Khouri, whose family resides in Beirut and Amman, Jordan, and Nazareth, in the West Bank, said the complex issues in the Middle East are rooted in poverty, failure to meet basic human needs, border disputes and civil conflict, unclear definition of the rights and responsibility of citizens and governments, fragmented tribal, religious and ethnic identities, and conflicts with non-Arab states and other entities, including the presence of foreign troops in the region.

"There is a...lack of understanding, of the total picture in the Arab world," Khouri said. "These five crises are profound crises that have plagued the Arab world for the last two generations."

Khouri said decades of strife, discontent and frustration with the role of foreign powers have led to the creation of three social tiers in many Middle Eastern countries: The “palace,” ruling elite who have remained stable, content and prosperous; the “street,” mostly middle-class citizens who have grown increasingly frustrated and humiliated by internal problems; and the “basement,” middle-class individuals who have gone beyond emotional anger and chosen to respond with terrorism.

Khouri said Arab countries have plenty in common with the U.S., including moral and human values and the quest for freedom and prosperity, but he said that reality has been lost through years of turmoil and is now overshadowed by the ongoing insurgency in Iraq. He detailed in 10 points his prescription for successful U.S. foreign policy in the Middle East and said that he would recommend the same for Arab leaders:

  • “Listen carefully and be humble. Understand exactly what it is that drives other people’s behavior and attitudes and sentiments.
  • "Strive for consensus--policy consensus by the U.S., Europe, Russia and the Arab world to work together multilaterally to achieve...clear and legitimate goals, rather than, as has been the tendency of this American administration, to compel people or try to convince them by the use of force and threats or to go it alone unilaterally.
  • "Grasp the common and universal values that drive people all over the world. There has been a tendency in this administration to somehow differentiate America from the rest of the world, to say that America not only has special values that are universally applicable but even to go as far as to say that...the U.S. has a divinely inspired mandate to spread freedom and democracy around the world.

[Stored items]
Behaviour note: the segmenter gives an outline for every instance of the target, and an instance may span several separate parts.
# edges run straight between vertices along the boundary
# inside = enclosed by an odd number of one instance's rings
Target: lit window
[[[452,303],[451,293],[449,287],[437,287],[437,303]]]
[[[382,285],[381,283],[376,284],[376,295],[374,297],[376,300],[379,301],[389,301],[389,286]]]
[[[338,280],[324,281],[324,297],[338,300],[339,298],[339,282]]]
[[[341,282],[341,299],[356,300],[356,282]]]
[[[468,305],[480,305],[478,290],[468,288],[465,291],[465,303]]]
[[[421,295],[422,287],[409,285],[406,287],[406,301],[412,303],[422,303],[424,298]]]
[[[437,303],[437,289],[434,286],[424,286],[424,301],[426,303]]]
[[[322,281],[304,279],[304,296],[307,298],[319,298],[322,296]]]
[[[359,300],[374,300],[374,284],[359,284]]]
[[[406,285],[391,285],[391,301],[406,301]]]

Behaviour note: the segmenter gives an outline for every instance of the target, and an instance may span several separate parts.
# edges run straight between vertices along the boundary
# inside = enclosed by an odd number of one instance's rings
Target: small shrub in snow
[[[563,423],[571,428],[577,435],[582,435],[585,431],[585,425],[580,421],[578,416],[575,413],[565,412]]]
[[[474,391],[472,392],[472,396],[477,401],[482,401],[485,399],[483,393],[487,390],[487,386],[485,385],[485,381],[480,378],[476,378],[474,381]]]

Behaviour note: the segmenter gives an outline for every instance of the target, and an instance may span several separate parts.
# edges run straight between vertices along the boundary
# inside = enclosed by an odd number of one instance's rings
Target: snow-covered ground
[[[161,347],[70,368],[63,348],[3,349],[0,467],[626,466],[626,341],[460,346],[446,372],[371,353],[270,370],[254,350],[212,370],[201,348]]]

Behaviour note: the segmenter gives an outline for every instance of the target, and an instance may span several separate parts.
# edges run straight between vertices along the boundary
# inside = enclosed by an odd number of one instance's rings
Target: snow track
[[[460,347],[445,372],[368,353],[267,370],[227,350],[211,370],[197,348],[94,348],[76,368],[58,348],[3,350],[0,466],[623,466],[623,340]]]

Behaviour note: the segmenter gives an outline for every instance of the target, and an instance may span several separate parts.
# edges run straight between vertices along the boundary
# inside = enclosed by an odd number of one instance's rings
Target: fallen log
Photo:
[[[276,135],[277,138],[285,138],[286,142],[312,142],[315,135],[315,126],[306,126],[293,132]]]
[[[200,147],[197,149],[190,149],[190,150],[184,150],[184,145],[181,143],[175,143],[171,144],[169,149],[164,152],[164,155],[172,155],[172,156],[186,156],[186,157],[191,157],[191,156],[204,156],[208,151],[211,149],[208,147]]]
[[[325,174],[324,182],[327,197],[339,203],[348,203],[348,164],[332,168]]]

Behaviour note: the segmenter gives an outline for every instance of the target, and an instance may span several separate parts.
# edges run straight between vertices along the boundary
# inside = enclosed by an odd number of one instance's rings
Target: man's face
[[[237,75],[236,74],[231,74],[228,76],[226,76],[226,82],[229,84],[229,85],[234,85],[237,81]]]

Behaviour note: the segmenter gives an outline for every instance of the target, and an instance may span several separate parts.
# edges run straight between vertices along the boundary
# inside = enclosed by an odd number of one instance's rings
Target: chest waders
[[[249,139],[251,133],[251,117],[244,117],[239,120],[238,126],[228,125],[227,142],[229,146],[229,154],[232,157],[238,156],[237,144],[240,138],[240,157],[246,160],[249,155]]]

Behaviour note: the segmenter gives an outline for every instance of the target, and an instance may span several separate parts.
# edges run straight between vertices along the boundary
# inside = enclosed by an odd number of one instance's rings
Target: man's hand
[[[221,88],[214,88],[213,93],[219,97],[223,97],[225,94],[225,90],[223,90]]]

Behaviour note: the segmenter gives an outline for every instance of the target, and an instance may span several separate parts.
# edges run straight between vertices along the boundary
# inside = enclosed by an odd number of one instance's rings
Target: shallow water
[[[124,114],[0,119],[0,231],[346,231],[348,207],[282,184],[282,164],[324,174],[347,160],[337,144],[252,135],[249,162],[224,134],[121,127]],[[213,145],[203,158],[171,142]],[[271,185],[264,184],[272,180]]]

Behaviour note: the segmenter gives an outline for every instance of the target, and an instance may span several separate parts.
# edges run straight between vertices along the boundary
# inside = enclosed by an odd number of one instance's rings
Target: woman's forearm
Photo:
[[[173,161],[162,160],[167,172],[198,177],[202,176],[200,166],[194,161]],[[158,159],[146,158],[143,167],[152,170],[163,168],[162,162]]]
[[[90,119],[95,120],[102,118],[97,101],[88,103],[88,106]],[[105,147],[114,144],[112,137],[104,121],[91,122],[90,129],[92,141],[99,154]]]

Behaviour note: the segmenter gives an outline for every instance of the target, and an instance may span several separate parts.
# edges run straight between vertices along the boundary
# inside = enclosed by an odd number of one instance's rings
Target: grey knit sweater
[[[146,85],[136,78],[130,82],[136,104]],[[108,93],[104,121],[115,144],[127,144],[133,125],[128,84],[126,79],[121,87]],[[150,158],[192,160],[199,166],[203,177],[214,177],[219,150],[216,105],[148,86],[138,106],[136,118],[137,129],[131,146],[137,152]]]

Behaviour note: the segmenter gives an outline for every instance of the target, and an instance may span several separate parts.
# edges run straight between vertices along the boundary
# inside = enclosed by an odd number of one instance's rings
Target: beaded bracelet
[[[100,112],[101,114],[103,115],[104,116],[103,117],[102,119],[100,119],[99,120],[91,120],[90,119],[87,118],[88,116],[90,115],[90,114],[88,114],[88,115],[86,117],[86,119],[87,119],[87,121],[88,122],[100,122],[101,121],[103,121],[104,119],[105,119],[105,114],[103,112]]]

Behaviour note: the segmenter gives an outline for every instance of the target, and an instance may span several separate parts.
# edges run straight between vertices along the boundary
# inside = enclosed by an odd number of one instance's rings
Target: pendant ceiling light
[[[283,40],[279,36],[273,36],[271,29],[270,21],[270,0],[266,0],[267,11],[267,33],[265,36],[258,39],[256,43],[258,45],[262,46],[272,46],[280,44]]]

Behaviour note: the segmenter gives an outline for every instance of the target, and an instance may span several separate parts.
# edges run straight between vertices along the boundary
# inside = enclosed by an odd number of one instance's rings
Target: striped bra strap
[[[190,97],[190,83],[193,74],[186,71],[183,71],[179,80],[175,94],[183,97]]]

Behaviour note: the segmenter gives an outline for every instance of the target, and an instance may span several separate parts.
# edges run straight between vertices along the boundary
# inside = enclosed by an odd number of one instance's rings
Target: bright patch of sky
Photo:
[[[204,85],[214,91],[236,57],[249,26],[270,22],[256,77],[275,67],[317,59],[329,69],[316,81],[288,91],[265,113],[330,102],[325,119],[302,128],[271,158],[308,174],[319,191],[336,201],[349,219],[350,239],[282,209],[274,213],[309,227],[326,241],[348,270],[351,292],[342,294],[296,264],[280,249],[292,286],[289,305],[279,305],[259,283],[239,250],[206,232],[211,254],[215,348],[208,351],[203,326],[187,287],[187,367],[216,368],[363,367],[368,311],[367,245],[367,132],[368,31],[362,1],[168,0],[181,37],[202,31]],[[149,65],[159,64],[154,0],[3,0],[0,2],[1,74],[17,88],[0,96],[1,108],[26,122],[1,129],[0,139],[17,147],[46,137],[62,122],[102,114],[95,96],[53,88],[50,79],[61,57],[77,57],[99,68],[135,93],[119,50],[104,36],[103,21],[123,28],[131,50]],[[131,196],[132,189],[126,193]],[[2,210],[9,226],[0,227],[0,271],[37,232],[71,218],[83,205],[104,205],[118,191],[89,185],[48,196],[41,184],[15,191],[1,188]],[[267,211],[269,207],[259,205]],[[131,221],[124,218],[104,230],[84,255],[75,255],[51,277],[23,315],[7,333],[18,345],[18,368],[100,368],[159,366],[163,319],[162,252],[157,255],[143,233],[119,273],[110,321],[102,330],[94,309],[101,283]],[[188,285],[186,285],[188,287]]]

■ Given instruction A:
In the text on Khouri's Middle East remarks, what three social tiers does he say have formed in many Middle Eastern countries?
■ Given instruction B:
Resume the text on Khouri's Middle East remarks, picking up right after its last sentence.
You won't need the items for anything here.

■ Exercise response A:
The "palace," the "street," and the "basement."

■ Exercise response B:
  • “Practice what you preach. The best thing that the U.S. can do is to send ordinary American people around the world. Practice abroad the same values and institutional policies that you practice here. We need to end this division between the values that the U.S. practices at home and the values that it preaches but does not practice universally around the world.
  • "Consistency matters a lot to people around the world who are at the receiving end of American foreign policy. The single most frequent and most intense criticism of American foreign policy, not just in the Middle East but, I would say around the whole world, is...that the U.S. applies a double standard in the implementation of its foreign policy.
  • “Avoid simplistic analysis. Stay away from good-and-bad, black-and-white scenarios. The world does not work in a manner that lends itself to simplicity and intellectual simplicity, which is manifested in phrases like ‘You are either with us or against us.’
  • “Style matters as much substance. How you say something is almost as important as what you actually say. The style that the U.S. government has used in recent years in the Middle East and the rest of the world has been seen as inappropriately predatory, aggressive, accusatory and threatening.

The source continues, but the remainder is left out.